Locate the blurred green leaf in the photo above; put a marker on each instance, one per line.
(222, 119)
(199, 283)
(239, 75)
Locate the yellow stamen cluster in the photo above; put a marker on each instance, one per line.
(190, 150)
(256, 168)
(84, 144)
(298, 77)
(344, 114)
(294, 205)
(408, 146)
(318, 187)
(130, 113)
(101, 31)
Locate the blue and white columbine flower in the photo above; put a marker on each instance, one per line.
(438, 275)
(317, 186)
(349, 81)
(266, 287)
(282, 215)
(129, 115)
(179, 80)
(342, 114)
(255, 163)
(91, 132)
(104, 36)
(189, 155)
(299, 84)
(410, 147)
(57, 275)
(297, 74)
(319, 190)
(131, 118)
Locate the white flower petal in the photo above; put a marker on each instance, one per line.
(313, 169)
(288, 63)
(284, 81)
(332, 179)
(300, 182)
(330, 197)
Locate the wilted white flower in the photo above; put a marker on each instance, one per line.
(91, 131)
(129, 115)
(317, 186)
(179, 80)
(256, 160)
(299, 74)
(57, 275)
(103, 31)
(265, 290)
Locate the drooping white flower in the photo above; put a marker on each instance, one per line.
- - - - - - -
■ Given instruction
Convert every line of the records above into a numbered list, omitting any blank lines.

■ Complete output
1. Locate the blurred green leaf in the photo above; put a marker on each instance, one per line.
2. (222, 119)
3. (199, 283)
4. (239, 75)
5. Locate the yellow stamen cluster in the photo above; put a marker on each instance, one per line.
6. (190, 150)
7. (256, 168)
8. (84, 144)
9. (298, 77)
10. (344, 114)
11. (294, 205)
12. (408, 146)
13. (318, 187)
14. (130, 113)
15. (101, 31)
16. Locate the blue and white columbine flower in the photo above; put a marker on each instance, one per line.
17. (438, 275)
18. (317, 186)
19. (349, 81)
20. (266, 287)
21. (282, 215)
22. (129, 115)
23. (179, 80)
24. (342, 114)
25. (255, 163)
26. (91, 132)
27. (104, 36)
28. (189, 155)
29. (299, 84)
30. (410, 147)
31. (57, 275)
32. (297, 74)
33. (319, 190)
34. (131, 118)
35. Locate the white flower petal in the photo above; put a marker on each instance, one per line.
36. (313, 169)
37. (288, 63)
38. (284, 81)
39. (332, 179)
40. (300, 182)
41. (330, 197)
42. Locate the wilted white flower in the photo above; put a marker on each instance, one per line.
43. (91, 131)
44. (129, 115)
45. (317, 186)
46. (179, 80)
47. (256, 160)
48. (299, 74)
49. (57, 275)
50. (103, 31)
51. (265, 290)
52. Locate the drooping white flower in the photo above; put a marker on each instance, one per line.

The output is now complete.